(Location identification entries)
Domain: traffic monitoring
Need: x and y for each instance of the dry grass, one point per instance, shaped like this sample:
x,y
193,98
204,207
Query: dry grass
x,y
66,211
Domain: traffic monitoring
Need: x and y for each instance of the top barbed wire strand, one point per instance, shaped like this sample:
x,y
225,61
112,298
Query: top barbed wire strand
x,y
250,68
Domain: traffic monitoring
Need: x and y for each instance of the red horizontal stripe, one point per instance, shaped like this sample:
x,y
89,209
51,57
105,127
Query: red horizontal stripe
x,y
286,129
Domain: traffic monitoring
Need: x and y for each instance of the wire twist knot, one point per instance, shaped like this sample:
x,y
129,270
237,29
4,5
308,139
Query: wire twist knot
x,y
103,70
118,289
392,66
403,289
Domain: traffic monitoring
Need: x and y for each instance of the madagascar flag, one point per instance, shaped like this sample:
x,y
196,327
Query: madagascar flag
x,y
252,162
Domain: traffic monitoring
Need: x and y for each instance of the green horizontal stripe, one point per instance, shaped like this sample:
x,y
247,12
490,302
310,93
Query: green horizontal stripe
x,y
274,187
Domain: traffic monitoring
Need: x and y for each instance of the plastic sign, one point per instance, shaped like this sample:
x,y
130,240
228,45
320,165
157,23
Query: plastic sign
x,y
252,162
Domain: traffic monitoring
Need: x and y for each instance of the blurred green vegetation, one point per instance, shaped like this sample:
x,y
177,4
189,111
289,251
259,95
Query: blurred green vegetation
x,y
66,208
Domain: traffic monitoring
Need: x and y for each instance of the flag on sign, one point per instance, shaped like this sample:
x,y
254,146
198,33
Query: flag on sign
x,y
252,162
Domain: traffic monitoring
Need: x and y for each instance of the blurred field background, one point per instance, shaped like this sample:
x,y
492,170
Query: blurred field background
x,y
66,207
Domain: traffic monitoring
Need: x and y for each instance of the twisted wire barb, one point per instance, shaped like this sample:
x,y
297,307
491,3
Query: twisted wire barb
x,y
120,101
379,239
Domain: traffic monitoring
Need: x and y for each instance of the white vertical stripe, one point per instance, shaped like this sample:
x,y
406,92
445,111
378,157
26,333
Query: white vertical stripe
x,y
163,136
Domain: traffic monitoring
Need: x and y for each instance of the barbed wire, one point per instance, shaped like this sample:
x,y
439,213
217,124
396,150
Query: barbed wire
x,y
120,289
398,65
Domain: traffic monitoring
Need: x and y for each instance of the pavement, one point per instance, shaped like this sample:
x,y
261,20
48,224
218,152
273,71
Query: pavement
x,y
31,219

## PROBLEM
Can you give every line above again, exactly as written?

## EXPECTED OUTPUT
Domain: traffic monitoring
Need: x and y for each instance of the dry grass, one point per instance, shaped like this sample:
x,y
193,98
204,207
Query: dry grass
x,y
66,211
Domain: traffic monitoring
Need: x and y for each instance of the top barbed wire strand, one point per instance, shaped like this sample:
x,y
225,61
112,298
Query: top barbed wire strand
x,y
250,68
Domain: traffic monitoring
Need: x and y for each instance of the red horizontal stripe, one point per instance, shaped like this sample:
x,y
89,209
51,57
105,127
Query: red horizontal stripe
x,y
286,129
Domain: traffic monitoring
Need: x and y for each instance of the wire twist knot, one point per instance, shaped like this sample:
x,y
129,270
237,29
4,5
308,139
Query: wire twist knot
x,y
103,70
118,289
392,66
403,289
Domain: traffic monitoring
Need: x and y for each instance of the madagascar flag, one point per instance, shaped like this sample:
x,y
196,327
Query: madagascar flag
x,y
252,162
Domain: traffic monitoring
Need: x and y for each instance of the green horizontal stripe, one point per instance, shaped like this sample:
x,y
247,12
490,302
310,93
Query: green horizontal stripe
x,y
274,187
Domain: traffic monitoring
Need: x and y for each instance of the plastic sign, one point per instance, shaped like this sample:
x,y
130,240
228,45
320,165
157,23
Query: plastic sign
x,y
252,162
Domain: traffic monitoring
Need: x and y for each instance of the blurred green vegetation, one point per instance, shaped like this sample:
x,y
177,4
189,111
289,251
259,95
Query: blurred green vegetation
x,y
66,208
Domain: traffic monitoring
Need: x and y for each instance of the flag on sign, one point per instance, shaped like this sample:
x,y
254,146
198,33
Query: flag on sign
x,y
252,162
Domain: traffic monitoring
Need: x and y for each instance of the blurred field background, one point per instance, shaped like this sample:
x,y
492,170
Query: blurred field background
x,y
66,207
Domain: traffic monitoring
Need: x and y for each instance of the twisted wire barb, one point per instance, shaped like this sample:
x,y
297,307
491,3
Query: twisted wire barb
x,y
120,101
379,239
Domain: traffic monitoring
Need: x and y for each instance of the white vertical stripe, one point per instance, shaped like this sample:
x,y
406,92
445,111
378,157
26,333
Query: white vertical stripe
x,y
163,136
Domain: traffic monitoring
Need: x and y for each instance of the barbed wire, one point per instance, shaped like this sample:
x,y
439,213
217,124
396,150
Query: barbed wire
x,y
120,289
398,65
Domain: traffic monitoring
Need: x and y for each instance of the pavement, one point per instance, shaped like this sample:
x,y
261,20
48,224
218,152
273,71
Query: pavement
x,y
31,219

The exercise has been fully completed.